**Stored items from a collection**
*** Block opens ***
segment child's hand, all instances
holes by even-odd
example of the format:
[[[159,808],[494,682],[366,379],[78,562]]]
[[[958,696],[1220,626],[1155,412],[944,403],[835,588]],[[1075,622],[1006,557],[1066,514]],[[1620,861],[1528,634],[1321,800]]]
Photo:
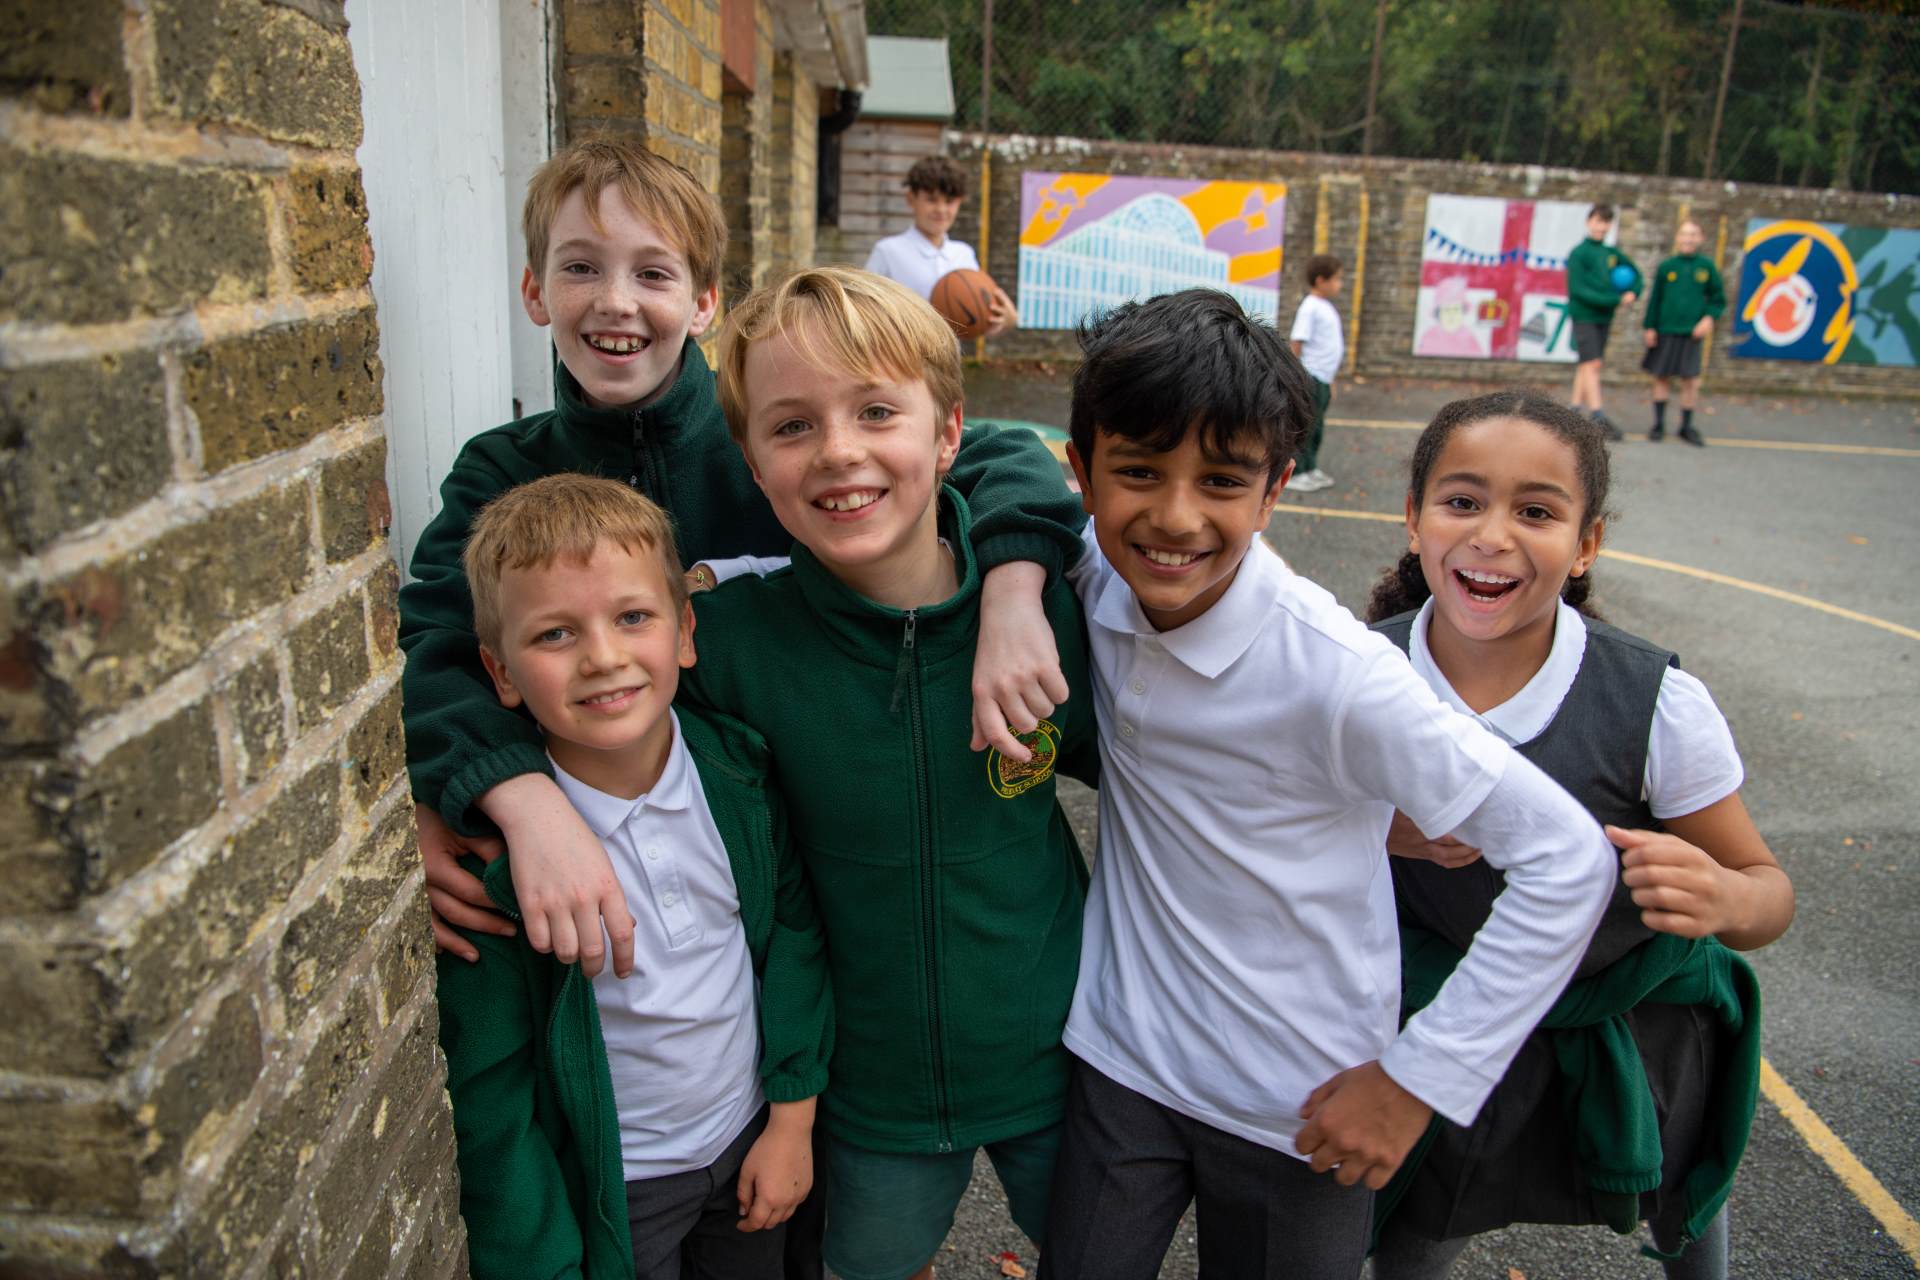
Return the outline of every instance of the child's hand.
[[[1014,307],[1013,299],[999,285],[993,286],[993,305],[987,309],[987,336],[1005,333],[1019,323],[1020,312]]]
[[[972,749],[999,748],[1025,764],[1033,752],[1016,734],[1031,733],[1067,700],[1060,649],[1040,603],[1047,571],[1029,560],[989,570],[980,584],[980,639],[973,651]]]
[[[1620,305],[1623,307],[1630,307],[1639,299],[1639,297],[1640,297],[1639,294],[1629,290],[1628,292],[1620,295]]]
[[[1313,1171],[1342,1186],[1365,1182],[1378,1191],[1426,1132],[1433,1108],[1394,1083],[1378,1062],[1349,1067],[1315,1089],[1300,1108],[1306,1127],[1293,1145]]]
[[[1649,929],[1705,938],[1738,930],[1746,919],[1746,877],[1715,862],[1705,849],[1665,831],[1608,827],[1626,851],[1620,879]]]
[[[1413,825],[1413,819],[1398,809],[1393,811],[1393,824],[1387,828],[1387,852],[1396,858],[1423,858],[1443,867],[1464,867],[1480,857],[1478,849],[1452,836],[1427,839]]]
[[[480,958],[480,952],[456,930],[472,929],[511,938],[513,921],[500,914],[481,887],[480,877],[470,875],[459,858],[463,853],[473,853],[483,862],[492,862],[506,851],[506,846],[491,836],[457,834],[429,805],[413,806],[413,825],[420,841],[420,861],[427,868],[427,911],[433,917],[433,945],[472,964]]]
[[[1697,338],[1700,335],[1696,333],[1693,336]],[[1647,349],[1651,351],[1653,348],[1659,345],[1660,345],[1660,335],[1655,333],[1651,329],[1647,330]]]
[[[779,1226],[812,1190],[813,1106],[808,1098],[767,1108],[767,1127],[740,1162],[740,1181],[734,1188],[740,1230]]]
[[[1693,326],[1693,336],[1701,340],[1705,340],[1706,336],[1712,332],[1713,332],[1712,316],[1701,316],[1700,323]]]
[[[633,916],[614,879],[613,864],[552,778],[523,773],[480,797],[480,807],[514,851],[513,892],[520,900],[527,942],[551,951],[561,964],[580,962],[589,978],[606,967],[613,948],[617,978],[633,972]],[[601,932],[601,921],[606,931]]]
*** Block closes ***
**TASK STATEMENT**
Leaving out the pictures, repeat the data above exactly.

**RESULT OF THIS TASK**
segment child's hand, all instances
holes by even-odd
example of the format:
[[[159,808],[494,682],[366,379],[78,562]]]
[[[958,696],[1220,626],[1155,412],[944,403],[835,588]],[[1075,622],[1006,557],[1066,514]],[[1620,861],[1528,634],[1321,800]]]
Photo:
Return the outline of every instance of the child's hand.
[[[1014,307],[1013,299],[999,285],[993,286],[993,305],[987,309],[987,336],[1005,333],[1019,323],[1020,312]]]
[[[972,749],[999,748],[1025,764],[1033,752],[1016,734],[1031,733],[1067,700],[1060,649],[1040,603],[1047,571],[1029,560],[989,570],[980,584],[980,639],[973,651]]]
[[[1620,305],[1623,307],[1630,307],[1639,299],[1639,297],[1640,297],[1639,294],[1629,290],[1628,292],[1620,295]]]
[[[1313,1171],[1342,1186],[1365,1182],[1378,1191],[1426,1132],[1433,1108],[1394,1083],[1378,1062],[1349,1067],[1315,1089],[1300,1108],[1306,1127],[1293,1145]]]
[[[1649,929],[1705,938],[1738,930],[1746,919],[1746,877],[1715,862],[1705,849],[1665,831],[1608,827],[1626,851],[1620,879]]]
[[[1413,825],[1413,819],[1398,809],[1393,811],[1393,824],[1387,828],[1387,852],[1396,858],[1423,858],[1443,867],[1464,867],[1480,857],[1478,849],[1452,836],[1427,839]]]
[[[480,958],[480,952],[456,930],[472,929],[511,938],[513,921],[500,914],[481,887],[480,877],[470,875],[459,858],[463,853],[473,853],[483,862],[492,862],[506,851],[506,846],[491,836],[457,834],[429,805],[413,806],[413,825],[420,841],[420,861],[427,868],[427,911],[433,917],[433,945],[472,964]]]
[[[1697,338],[1700,335],[1696,333],[1693,336]],[[1647,349],[1651,351],[1653,348],[1659,345],[1660,345],[1660,335],[1655,333],[1651,329],[1647,330]]]
[[[779,1226],[812,1190],[813,1106],[808,1098],[767,1108],[767,1127],[740,1162],[740,1181],[734,1188],[740,1230]]]
[[[1693,326],[1693,336],[1701,340],[1705,340],[1706,336],[1712,332],[1713,332],[1712,316],[1701,316],[1700,323]]]
[[[633,916],[614,879],[613,864],[552,778],[523,773],[480,797],[480,807],[514,851],[513,892],[520,900],[527,942],[551,951],[561,964],[580,962],[589,978],[606,967],[613,948],[617,978],[633,972]],[[601,932],[601,921],[606,931]]]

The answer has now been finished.